Passage
=== Begin Enclosure ===

Welcome back everyone! I’m Jordan Giesige and this is The Limiting Factor. In my first video on Sodium Ion batteries, I said that CATL’s upcoming Sodium Ion batteries were well-suited to grid storage. That led to some pushback in the comments that emphasized the viability of sodium ion batteries for vehicles. In my view, sodium Ion batteries are definitely viable for vehicles, but that’s dependent on the type of vehicle that you’re referring to, whether you’re talking next year or 5-7 years from now, and how other chemistries on the market will develop during that timeframe. So today, I’ll walk you through my thinking and give you a high level overview of how I expect the sodium ion battery market to develop for vehicles between now and 2030, how that might fit in with Tesla’s plans for a robotaxi or small car, and why all that doesn’t change the fact that sodium ion batteries are better suited the much larger energy storage market. Before we begin, a special thanks to my Patreon supporters and YouTube members. This is the support that gives me the freedom to avoid
chasing the algorithm and sponsors. As always, the links for support are in the description. What seems to have first triggered the discussion on Sodium Ion for vehicles is the fact that CATL has advertised that their first generation Sodium Ion cells are hitting 160 Wh/kg of energy density at the cell level and that in the next year or two they expect to get that up to 200 Wh/kg. This is roughly the same gravimetric energy density that CATL is getting out of their LFP battery cells.

=== End Enclosure ===

Dataset section
=== Begin Enclosure ===

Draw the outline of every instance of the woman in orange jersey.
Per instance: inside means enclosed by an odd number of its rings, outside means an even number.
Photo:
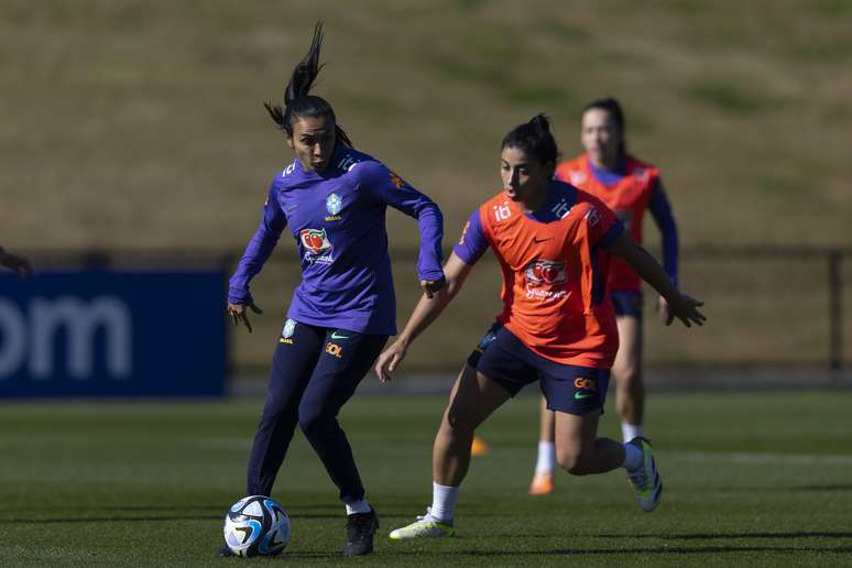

=== End Enclosure ===

Say whether each statement agrees with the sodium ion battery text. Answer yes or no for each, with the deciding words of the text quoted exactly.
(a) The speaker's first video on sodium ion batteries described CATL's upcoming sodium ion batteries as poorly suited to grid storage.
(b) CATL has advertised that its first generation sodium ion cells reach 160 Wh/kg at the cell level.
(c) CATL expects to raise that figure to 200 Wh/kg in the next year or two.

Solution for this exercise
(a) No: "CATL’s upcoming Sodium Ion batteries were well-suited to grid storage"
(b) Yes: "CATL has advertised that their first generation Sodium Ion cells are hitting 160 Wh/kg of energy density at the cell level"
(c) Yes: "in the next year or two they expect to get that up to 200 Wh/kg"